Provided data:

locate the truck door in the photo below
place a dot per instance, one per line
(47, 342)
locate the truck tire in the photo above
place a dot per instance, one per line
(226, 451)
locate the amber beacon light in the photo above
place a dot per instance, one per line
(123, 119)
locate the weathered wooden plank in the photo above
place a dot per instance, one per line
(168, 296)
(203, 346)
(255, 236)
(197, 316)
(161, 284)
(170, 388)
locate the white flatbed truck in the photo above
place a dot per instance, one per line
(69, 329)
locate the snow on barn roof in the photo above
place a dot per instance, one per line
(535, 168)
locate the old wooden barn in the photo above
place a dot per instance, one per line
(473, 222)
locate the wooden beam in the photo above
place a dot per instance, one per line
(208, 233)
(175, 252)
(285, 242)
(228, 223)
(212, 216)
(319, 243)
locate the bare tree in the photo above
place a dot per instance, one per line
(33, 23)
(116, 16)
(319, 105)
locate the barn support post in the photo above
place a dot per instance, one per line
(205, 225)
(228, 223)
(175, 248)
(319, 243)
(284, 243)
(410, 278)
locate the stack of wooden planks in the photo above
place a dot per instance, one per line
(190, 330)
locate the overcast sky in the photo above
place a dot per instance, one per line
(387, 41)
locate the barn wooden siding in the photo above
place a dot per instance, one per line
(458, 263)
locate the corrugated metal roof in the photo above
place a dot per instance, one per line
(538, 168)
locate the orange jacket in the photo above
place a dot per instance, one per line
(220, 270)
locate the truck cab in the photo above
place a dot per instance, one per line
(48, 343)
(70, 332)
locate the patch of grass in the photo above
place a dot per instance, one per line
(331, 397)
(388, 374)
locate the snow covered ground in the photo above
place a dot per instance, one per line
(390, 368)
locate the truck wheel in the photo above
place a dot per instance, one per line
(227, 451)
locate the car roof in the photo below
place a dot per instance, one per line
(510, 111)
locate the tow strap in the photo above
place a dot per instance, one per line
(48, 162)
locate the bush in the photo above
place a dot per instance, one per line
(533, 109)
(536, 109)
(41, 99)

Requirements:
Each record above should be output again exactly.

Result of the task:
locate the truck door in the photo below
place a dot per instance, one per line
(47, 342)
locate the truck tire in the photo above
place a dot per instance, one per line
(226, 451)
locate the amber beacon light in the photo above
place a dot per instance, one per line
(123, 119)
locate the weathered wooden plank in the photo above
place a dot per instance, one per line
(168, 296)
(203, 346)
(255, 236)
(197, 316)
(161, 284)
(170, 388)
locate the white flatbed truck in the photo above
place a dot per instance, one per line
(69, 329)
locate the snow on barn roof in the photo above
place a dot per instance, one per line
(535, 168)
locate the old wooden barn in the photo above
place a dot per instance, one per line
(473, 222)
locate the wooden beam in the photo above
place a dot per instance, one per line
(208, 233)
(175, 252)
(285, 242)
(228, 223)
(212, 216)
(319, 243)
locate the bare tree in the photo above
place a dot per instance, one per line
(33, 23)
(116, 16)
(319, 105)
locate the barn support post in the photo above
place a dot per instance, one per line
(205, 225)
(228, 223)
(175, 248)
(319, 243)
(284, 243)
(410, 278)
locate the stack of wooden planks in the photo above
place a dot per instance, one per line
(190, 330)
locate the overcast sky in the photo above
place a dot per instance, one per line
(387, 41)
locate the barn wooden siding in the photo above
place a dot per instance, one per line
(458, 263)
locate the corrugated metal roof in the photo above
place a dot per instance, one per line
(538, 168)
locate the orange jacket in the photo above
place a dot per instance, one per line
(220, 270)
locate the truck cab in the photo above
place a dot per instance, one per line
(48, 343)
(70, 332)
locate the patch of grass in the photo above
place a dot per instance, one per line
(331, 397)
(388, 374)
locate the snow covered ground in the photo above
place a dot per instance, one per line
(390, 368)
locate the truck wheel in the photo above
place a dot per instance, one per line
(227, 451)
locate the car roof in the photo below
place a dot per instance, one per line
(510, 111)
locate the tow strap in the photo above
place a dot per instance, one per line
(48, 162)
locate the bush in the photo above
place a dot per instance, one per line
(533, 109)
(536, 109)
(41, 99)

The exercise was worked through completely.